Çözülecek Sorular
1) Türkiye’ye odaklanma yazısında "Şimdi Türkiye zamanı." ifadesinden "kurduğumuz Türkiye zamanı." ifadesine kadar olan kısmı, bu son ifade de dahil, harfi harfine yeniden yazın.
2) Türkiye’ye odaklanma yazısını kaldığı yerden sürdürün.

Seçilen Metin
○ ○ ○ ○ ○

|
Şimdi Türkiye’ye odaklanma zamanı

İnsan olmanın sorumluluğu bütün hemcinslerimiz ile ilgilenmeyi, dünyanın herhangi bir yerinde var olan bir acıyı dindirebilecek imkana sahip isek onu paylaşmayı öngörüyor. Elbette insan olma bilincimiz bütün insanlık için ıstırap duymayı gerekli kılıyor. Buna rağmen son yazımı “Türkiye’ye odaklanma zamanı” diye bitirmiştim. Tıpkı, uçak yolculuklarında, ihtiyaç anında oksijen maskesini önce kendinize, sonra çocuğunuza takmanız gerektiği gibi.

Şimdi Türkiye zamanı.

Ortada dolaşan baykuşlara aldırmadan, yaşadığımız, daha doğrusu bizi yaşatan ülkemize karşı sorumluluğumuzu yerine getirme zamanı. Havasını suyunu teneffüs ettiğimiz, kaynaklarından istifade ettiğimiz, ama en önemlisi her işimizde, beşeri sermayesini kullandığımız, umutlarımızı yeşerttiğimiz ve hayallerimizi kurduğumuz Türkiye zamanı.

Adeta ilahi bir gazap gibi dünyanın üstüne çöken bu karabasandan sadece devletleri sorumlu tutmak ve onların çözüm üretebileceğini düşünmek yanlıştır. Zaten kısa zamanda bunun imkansızlığı da ortaya çıkmıştır. Kibir yarışına girerek, her türlü imkana sahip olduğunu iddia eden devletler, ülkeler bir bir acziyetlerini ilan edip Hakka ve halka dönmek zorunda kalmışlardır. Yaşanan süreç, insanlığın yüz yüze olduğu felaket, hiç kimseye bir üstünlük veya öncelik tanınmadığını; bütün mağruriyetlerine rağmen bir virüs karşısında herkesin mağlup olabileceğini ortaya koymuştur. Yıllarca “Er Ryan’ı Kurtarma” filmiyle, ne olursa olsun dardaki bir insanını kurtarabilir fikrini zihnimize kazıyanlar, şimdi 200 bin insan kaybıyla işin içinden çıkmayı büyük başarı olarak görüyorsa, varın gerisini siz hesap edin.

Sarsılmaz zannettiğimiz dünya düzeninin, muhkem görülen idare ve kurumların, üniversite ve araştırma merkezlerinin kısa zamanda iflas etmiş olması bundan sonra hiçbir şeyin eskisi gibi olmayacağını göstermektedir. Ne olursa olsun, hayata tutunabilen, hayatta kalan insan, yine doğru ve yanlış sahip olduğu insani özellikleriyle kalacaktır. Ancak bu sefer, kin nefret, ihtiras gibi şeytanı hasletler Pandora’nın kutusuna girecektir. Fakat onları orada kapalı tutmak yine kolay olmayacaktır.

○ ○ ○ ○ ○

[Sınırlayıcı kutu etiketlemesi için satırlar]
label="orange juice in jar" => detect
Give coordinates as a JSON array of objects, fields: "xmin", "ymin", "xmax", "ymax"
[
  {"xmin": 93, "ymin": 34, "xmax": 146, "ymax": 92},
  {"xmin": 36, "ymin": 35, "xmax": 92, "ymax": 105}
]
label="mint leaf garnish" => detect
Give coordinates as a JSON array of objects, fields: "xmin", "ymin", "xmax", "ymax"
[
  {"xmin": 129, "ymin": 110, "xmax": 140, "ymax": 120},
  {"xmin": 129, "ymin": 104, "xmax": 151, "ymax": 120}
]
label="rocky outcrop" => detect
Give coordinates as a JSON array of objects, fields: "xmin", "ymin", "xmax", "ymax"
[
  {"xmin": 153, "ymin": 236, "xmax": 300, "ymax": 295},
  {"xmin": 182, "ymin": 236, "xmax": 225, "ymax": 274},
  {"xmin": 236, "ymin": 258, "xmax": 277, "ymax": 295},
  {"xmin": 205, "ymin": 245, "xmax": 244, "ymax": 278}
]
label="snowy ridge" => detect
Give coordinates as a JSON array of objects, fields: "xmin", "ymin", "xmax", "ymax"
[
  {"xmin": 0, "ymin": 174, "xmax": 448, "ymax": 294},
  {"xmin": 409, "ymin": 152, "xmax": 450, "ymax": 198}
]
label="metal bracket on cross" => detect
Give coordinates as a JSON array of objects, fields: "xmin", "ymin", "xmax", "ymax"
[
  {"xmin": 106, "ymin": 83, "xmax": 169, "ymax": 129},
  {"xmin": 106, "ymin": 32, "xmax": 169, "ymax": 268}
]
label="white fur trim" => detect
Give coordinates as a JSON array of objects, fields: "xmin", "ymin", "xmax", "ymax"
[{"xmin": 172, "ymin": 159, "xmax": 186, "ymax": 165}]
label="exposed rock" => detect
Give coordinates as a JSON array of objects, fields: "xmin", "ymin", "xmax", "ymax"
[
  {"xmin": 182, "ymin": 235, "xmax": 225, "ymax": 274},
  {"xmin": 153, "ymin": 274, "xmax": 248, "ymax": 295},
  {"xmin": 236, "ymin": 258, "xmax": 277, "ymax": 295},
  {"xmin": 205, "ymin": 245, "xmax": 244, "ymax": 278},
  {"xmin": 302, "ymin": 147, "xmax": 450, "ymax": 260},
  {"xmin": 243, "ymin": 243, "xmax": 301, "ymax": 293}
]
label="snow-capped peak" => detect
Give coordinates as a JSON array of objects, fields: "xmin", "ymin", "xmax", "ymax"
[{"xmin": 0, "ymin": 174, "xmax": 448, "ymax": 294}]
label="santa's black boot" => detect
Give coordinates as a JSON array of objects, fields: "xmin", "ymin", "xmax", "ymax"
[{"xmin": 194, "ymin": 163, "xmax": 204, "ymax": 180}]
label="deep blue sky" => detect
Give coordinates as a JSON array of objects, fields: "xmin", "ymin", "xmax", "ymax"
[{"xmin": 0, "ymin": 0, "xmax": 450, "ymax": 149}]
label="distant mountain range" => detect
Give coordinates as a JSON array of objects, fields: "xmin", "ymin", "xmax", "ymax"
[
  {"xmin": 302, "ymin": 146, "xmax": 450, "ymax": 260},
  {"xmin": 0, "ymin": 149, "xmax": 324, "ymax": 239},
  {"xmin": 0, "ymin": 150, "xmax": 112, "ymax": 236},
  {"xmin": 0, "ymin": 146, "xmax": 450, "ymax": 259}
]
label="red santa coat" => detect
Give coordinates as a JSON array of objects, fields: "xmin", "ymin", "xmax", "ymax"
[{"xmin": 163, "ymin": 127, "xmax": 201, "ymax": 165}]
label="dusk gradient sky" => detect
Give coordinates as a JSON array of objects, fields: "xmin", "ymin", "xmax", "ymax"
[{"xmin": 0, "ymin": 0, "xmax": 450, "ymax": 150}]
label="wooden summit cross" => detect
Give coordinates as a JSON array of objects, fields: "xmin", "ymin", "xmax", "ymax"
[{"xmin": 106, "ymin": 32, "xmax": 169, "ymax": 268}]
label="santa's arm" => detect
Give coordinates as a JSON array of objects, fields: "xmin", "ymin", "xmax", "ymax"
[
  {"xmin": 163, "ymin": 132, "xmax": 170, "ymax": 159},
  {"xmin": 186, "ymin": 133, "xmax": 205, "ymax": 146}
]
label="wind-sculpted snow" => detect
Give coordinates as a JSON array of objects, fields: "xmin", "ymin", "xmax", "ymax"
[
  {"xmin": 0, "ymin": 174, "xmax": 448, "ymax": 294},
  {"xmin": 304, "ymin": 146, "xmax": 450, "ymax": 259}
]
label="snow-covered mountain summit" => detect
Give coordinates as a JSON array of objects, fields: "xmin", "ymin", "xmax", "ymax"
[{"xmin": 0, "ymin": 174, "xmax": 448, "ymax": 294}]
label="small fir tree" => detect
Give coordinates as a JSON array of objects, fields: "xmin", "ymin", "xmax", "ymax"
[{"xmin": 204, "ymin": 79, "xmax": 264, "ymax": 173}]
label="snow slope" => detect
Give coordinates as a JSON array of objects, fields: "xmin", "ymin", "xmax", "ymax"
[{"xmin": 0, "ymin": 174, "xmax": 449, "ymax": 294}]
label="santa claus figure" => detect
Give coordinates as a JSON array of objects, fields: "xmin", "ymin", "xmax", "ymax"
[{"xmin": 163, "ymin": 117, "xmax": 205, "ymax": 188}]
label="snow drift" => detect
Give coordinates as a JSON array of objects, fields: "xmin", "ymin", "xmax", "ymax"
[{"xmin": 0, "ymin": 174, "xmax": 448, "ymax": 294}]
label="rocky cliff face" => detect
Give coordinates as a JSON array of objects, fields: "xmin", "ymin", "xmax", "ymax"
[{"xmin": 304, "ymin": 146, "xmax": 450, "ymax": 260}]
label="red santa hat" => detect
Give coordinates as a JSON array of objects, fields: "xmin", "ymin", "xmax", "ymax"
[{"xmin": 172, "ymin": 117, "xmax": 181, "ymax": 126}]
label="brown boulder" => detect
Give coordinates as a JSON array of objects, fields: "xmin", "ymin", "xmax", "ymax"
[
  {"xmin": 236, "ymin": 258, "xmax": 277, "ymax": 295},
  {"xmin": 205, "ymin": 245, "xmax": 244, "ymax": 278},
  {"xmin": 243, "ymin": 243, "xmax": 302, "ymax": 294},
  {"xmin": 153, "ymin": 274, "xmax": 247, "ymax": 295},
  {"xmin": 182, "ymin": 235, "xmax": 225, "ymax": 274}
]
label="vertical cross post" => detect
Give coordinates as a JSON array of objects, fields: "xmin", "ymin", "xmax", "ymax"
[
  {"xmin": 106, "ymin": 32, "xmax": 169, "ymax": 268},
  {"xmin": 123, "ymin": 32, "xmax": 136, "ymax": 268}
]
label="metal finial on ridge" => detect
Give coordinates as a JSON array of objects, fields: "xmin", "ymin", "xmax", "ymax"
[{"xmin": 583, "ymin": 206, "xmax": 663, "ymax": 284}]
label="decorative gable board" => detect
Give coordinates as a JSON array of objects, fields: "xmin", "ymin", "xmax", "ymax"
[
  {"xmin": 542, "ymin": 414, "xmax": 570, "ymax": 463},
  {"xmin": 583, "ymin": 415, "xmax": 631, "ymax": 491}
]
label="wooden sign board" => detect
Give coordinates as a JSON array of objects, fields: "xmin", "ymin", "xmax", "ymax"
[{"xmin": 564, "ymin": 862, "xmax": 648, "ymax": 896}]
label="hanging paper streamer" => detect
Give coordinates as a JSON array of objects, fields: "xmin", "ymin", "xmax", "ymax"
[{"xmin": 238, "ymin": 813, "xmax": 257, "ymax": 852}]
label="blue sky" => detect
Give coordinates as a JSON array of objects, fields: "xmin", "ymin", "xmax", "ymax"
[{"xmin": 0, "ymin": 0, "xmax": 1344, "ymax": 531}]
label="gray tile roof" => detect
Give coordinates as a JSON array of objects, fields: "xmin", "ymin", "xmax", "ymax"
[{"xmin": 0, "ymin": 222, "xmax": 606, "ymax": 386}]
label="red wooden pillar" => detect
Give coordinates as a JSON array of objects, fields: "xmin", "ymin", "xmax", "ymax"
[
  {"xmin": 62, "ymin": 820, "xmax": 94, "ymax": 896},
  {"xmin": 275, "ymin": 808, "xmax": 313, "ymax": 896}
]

○ ○ ○ ○ ○

Sorulara Göre Cevaplar
1)
Şimdi Türkiye zamanı.

Ortada dolaşan baykuşlara aldırmadan, yaşadığımız, daha doğrusu bizi yaşatan ülkemize karşı sorumluluğumuzu yerine getirme zamanı. Havasını suyunu teneffüs ettiğimiz, kaynaklarından istifade ettiğimiz, ama en önemlisi her işimizde, beşeri sermayesini kullandığımız, umutlarımızı yeşerttiğimiz ve hayallerimizi kurduğumuz Türkiye zamanı.

2)
Bu yüzden şimdi topyekûn bir eğitim zamanıdır. Alışkanlıklarımızı, içimize sokulan nifak ve ayrıştırma, ötekileştirme hastalıklarımızı terk edip; arzularımızı, heveslerimizi, duygularımızı eğitme zamanıdır. Ülkemiz, milletimiz, çevremiz ve ailemiz için ortaya koyacağımız dayanışma bunun ilk adımıdır. Mutlaka herkesin yapabileceği bir şeyler vardır ve yapmaktadır. Ancak bunların organize edilip daha verimli olması için bir elden yürütülmesi elzemdir. Bunun için Sayın Cumhurbaşkanı’nın başlattığı “Biz Bize Yeteriz” kampanyasının önemi büyüktür ve desteklenmelidir.

Bugün vicdan sahibi, sorumluluk sahibi olanların günüdür.

Bugün, Türkiye’nin kaynaklarıyla sermeye biriktirenlerin günüdür.

Bugün, Türkiye’nin beşeri potansiyelinden istifade ederek iş kuranların günüdür.

Bugün, şirketlerin, odaların, mesleki birliklerin, sendikaların, STK’ların kendini gösterme günüdür.

Bugün, geleceğini bu ülkede görenlerin, atalarının hatıralarını yaşatmak isteyenlerin günüdür.

Bugün, insanlığını test etmek isteyenlerin günüdür.

Bugün, “rızıklarından infak etmeyi” düstûr edinenlerin günüdür.

Bugün Türkiye’yi ayakta tutarak insanlığın önünü açmak isteyenlerin günüdür.

Haydi Türkiyem, biz bize yettiğimizi gösterelim. İnsanımızı insanlık için yaşatma gayretlerine destek olalım.

Şimdi Türkiye’ye odaklanma zamanı.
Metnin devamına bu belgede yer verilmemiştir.